— start Excerpt —

Overview of key proposed amendments to UK GDPR

The UK Information Commissioner’s Office media releases state the Data Protection and Digital Information Bill’s proposed amendments to UK data protection laws will “introduce a simple, clear and business-friendly framework that will not be difficult or costly to implement”.

The intents and claims for these amendments are summarized below.

1. Simpler UK GDPR compliance

Proponents of the amendments claim they will ‘cut pointless paperwork’ in current UK data protection laws by giving organizations more flexibility over how they meet compliance requirements. The changes especially target reporting requirements under UK GDPR, which the Information Commissioner’s Officer noted were based on the existing EU GDPR’s “highly prescriptive, top-down approach to data protection regulation which can limit organizations’ flexibility to manage risks and places disproportionate burdens on small businesses.”

However, there is a caveat: organizations will need to appoint a member of senior management as ‘Senior Person Responsible’, a role which effectively replaces the previously required role of Data Protection Officer.

Claimed benefits: organizations will only need to maintain records of processing activities for personal data if those processing activities “pose high risks to individuals’ rights and freedoms”.

2. Continued compliance for international data transfers

The ICO states the reforms are also intended to ensure the UK maintains data adequacy with the EU and build international confidence in the UK’s data protection standards to support “the free flow of personal data between like-minded countries”.

Claimed benefits: businesses operating in the UK that are already compliant with existing UK data laws will be allowed to continue using their existing international data transfer mechanisms to share personal data overseas. The ICO says “This will ensure British businesses do not need to pay more costs or complete new checks to show they’re compliant with the updated rules”.

[See section below: UK-US Data Bridge: International Data Transfer Adequacy]

3. Permitted processing of personal data without consent

Organizations have always had to weigh their interests in collecting personal data against individuals’ privacy rights; the amendments provide some leeway for the collection of personal data if the insights from that data are in the public interest.

Claimed benefits: organizations may collect personal data without needing consent where they can prove collection and sharing of that data is necessary to “prevent crime, safeguard national security or protect vulnerable individuals”.

4. Broader definition of scientific research

The ICO states “current data laws are unclear on how scientists can process personal data for research purposes, which holds them back from completing vital research that can improve the lives of people across the country”. The new Bill proposes an updated definition giving commercial organizations similar freedoms as academics to collect and use/reuse data for scientific research.

Claimed benefits: the Bill proposes reducing paperwork and legal costs for researchers, which the ICO claims will “encourage more scientific research in the commercial sector”. The new Bill contains a non-exhaustive definition of scientific research which remains any processing that “could reasonably be described as scientific and could include activities such as innovative research into technological development”.

— end Excerpt —

Requirements
1. In the excerpt on proposed UK GDPR amendments, which previously required role does the "Senior Person Responsible" effectively replace?
2. Carry on the overview of proposed UK GDPR amendments from the point where it stops.
The items that come next are not needed for this work.

— start Entries shown —

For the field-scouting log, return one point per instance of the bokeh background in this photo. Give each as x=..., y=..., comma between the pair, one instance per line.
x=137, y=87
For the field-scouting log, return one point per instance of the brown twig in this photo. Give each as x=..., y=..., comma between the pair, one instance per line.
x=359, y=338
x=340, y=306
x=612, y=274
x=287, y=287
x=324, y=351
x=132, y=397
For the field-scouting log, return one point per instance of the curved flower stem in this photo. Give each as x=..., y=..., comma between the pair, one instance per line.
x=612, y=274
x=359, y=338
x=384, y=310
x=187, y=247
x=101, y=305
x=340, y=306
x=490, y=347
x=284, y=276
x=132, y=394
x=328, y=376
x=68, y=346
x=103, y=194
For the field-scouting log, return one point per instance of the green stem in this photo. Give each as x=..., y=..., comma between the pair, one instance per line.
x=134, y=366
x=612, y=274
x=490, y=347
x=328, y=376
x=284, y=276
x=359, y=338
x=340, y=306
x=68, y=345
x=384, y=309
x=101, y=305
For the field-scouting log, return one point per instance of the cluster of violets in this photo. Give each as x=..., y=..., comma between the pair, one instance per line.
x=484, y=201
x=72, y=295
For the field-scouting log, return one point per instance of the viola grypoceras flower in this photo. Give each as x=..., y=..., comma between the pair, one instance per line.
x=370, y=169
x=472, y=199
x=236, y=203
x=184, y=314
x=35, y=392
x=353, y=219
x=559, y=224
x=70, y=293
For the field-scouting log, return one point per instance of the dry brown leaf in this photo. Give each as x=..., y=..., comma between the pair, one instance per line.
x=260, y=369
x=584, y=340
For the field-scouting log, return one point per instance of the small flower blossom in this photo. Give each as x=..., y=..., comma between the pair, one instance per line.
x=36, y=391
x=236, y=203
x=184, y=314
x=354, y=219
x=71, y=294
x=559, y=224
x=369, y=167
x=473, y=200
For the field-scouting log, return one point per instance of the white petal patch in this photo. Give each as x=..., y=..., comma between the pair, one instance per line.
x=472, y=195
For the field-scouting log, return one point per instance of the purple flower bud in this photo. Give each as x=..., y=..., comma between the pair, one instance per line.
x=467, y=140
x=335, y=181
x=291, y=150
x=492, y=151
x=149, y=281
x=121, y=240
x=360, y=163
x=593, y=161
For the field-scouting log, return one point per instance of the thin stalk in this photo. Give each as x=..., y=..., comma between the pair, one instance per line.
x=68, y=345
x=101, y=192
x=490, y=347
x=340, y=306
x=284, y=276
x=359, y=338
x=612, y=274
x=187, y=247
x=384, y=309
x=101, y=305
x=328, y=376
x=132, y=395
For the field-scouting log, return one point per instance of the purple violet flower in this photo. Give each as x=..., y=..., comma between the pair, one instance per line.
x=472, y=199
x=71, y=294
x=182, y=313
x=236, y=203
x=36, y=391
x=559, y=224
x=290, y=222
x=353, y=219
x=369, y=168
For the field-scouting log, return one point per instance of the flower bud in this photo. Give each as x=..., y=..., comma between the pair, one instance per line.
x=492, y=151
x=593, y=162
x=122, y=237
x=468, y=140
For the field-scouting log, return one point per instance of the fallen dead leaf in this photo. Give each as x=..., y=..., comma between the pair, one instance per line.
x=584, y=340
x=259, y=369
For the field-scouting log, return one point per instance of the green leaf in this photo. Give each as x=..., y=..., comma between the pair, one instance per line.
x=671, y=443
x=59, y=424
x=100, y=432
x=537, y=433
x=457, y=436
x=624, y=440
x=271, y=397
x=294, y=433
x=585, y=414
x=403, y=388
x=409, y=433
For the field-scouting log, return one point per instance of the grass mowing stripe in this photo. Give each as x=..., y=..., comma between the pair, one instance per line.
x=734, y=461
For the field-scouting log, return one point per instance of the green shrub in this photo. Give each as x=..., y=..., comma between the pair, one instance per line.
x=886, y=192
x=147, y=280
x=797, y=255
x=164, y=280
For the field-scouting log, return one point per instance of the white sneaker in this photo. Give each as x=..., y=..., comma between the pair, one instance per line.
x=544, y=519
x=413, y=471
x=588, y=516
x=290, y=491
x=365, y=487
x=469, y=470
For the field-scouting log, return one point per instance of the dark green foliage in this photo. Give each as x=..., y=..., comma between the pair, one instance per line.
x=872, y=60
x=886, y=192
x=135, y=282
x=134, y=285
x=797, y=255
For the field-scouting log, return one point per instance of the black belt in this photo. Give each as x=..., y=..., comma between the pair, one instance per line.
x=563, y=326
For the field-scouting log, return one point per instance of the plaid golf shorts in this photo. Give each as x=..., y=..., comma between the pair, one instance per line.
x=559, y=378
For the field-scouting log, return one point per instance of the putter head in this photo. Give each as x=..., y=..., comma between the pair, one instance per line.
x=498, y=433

— end Entries shown —

Expected answers
1. It replaces the role of Data Protection Officer.

2.
5. Safeguards applied to AI

The ICO notes the current data protection laws in the UK are “complex and lack clarity for solely automated decision-making and profiling which makes it difficult for organizations to responsibly use these types of technologies”. The new Bill clarifies rules for businesses using automated decision-making. It includes requirements for businesses to make people aware they may be subject to automated decisions, explain the reason/s for processing, and notify them of their rights, including rights to “challenge and seek human review when those decisions may be inaccurate or harmful”.

Claimed benefits: the ICO says these updated rules will “Increase public and business confidence in AI technologies”, while giving businesses, AI developers, and individuals “greater clarity about when these important safeguards for solely automated decision-making must apply”.

Amendments focused on national security

A UK Government press release published on November 23, 2023, claimed a handful of proposed changes to the Bill “will safeguard the public, prevent fraud, and unlock post-Brexit opportunities”.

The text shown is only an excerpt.